* Given instruction *
Could you return every one of the records below, line for line and without any changes?

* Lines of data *
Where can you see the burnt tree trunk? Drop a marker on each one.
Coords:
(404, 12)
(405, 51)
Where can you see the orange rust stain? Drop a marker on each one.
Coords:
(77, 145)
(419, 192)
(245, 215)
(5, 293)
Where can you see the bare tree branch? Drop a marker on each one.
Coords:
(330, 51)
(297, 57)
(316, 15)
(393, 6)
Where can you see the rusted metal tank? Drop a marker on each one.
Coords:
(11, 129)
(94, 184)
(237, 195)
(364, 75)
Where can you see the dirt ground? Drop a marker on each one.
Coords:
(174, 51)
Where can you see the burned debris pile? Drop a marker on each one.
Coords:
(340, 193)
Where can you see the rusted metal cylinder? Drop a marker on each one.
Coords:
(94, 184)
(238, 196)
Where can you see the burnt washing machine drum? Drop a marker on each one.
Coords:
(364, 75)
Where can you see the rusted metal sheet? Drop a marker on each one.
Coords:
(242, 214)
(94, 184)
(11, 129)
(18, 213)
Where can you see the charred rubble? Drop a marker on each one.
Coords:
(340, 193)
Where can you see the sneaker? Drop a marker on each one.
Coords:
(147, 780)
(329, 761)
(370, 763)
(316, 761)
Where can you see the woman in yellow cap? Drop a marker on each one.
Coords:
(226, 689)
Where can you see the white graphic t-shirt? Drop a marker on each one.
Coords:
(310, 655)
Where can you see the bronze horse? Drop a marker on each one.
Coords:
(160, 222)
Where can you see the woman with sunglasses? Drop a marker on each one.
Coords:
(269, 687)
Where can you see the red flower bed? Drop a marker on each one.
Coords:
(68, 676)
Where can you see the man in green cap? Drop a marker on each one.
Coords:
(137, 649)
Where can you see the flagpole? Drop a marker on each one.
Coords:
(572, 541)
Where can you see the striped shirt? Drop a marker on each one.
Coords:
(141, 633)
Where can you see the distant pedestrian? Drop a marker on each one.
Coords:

* Solution to this problem *
Where can you see the burnt tree trunk? Drop a marker on each one.
Coords:
(404, 12)
(405, 51)
Where can you see the orange rust stain? Drop a marker on each one.
Coords:
(77, 145)
(419, 192)
(245, 215)
(5, 293)
Where can you see the bare tree branch? Drop a marker on each one.
Coords:
(330, 51)
(297, 57)
(316, 15)
(393, 6)
Where can you see the rusted metal tank? Drop a marker on each one.
Coords:
(11, 129)
(94, 184)
(237, 195)
(364, 75)
Where can you see the dirt ground? Drop a marker on each one.
Coords:
(174, 51)
Where can you see the burned debris pile? Drop a marker on each one.
Coords:
(340, 193)
Where can you see the rusted metal cylinder? Drop a marker on each one.
Coords:
(94, 184)
(238, 196)
Where can you see the burnt washing machine drum? Drop a marker on each one.
Coords:
(364, 75)
Where can you see the rusted metal sheet? Drop a marker on each one.
Coords:
(242, 214)
(94, 184)
(11, 129)
(18, 213)
Where can you see the charred rubble? Drop a marker on each one.
Coords:
(340, 193)
Where can you see the sneaker? Drop a marker on each one.
Coords:
(147, 780)
(329, 761)
(370, 763)
(316, 761)
Where can you see the woman in yellow cap? Drop a marker on each one.
Coords:
(226, 689)
Where can you see the white graphic t-shirt? Drop a marker on each one.
Coords:
(310, 655)
Where can you see the bronze horse? Drop a marker on each one.
Coords:
(160, 222)
Where can you see the woman with sunglasses? Drop a marker on each one.
Coords:
(269, 687)
Where can you see the red flower bed? Drop a marker on each one.
Coords:
(68, 676)
Where can you see the man in green cap? Drop a marker on each one.
Coords:
(137, 649)
Where can you see the flagpole? Drop a marker on each one.
Coords:
(572, 541)
Where can you see the striped shirt? Drop a marker on each one.
Coords:
(141, 633)
Where can you see the distant pedestrian? Drop a marker on each one.
Coords:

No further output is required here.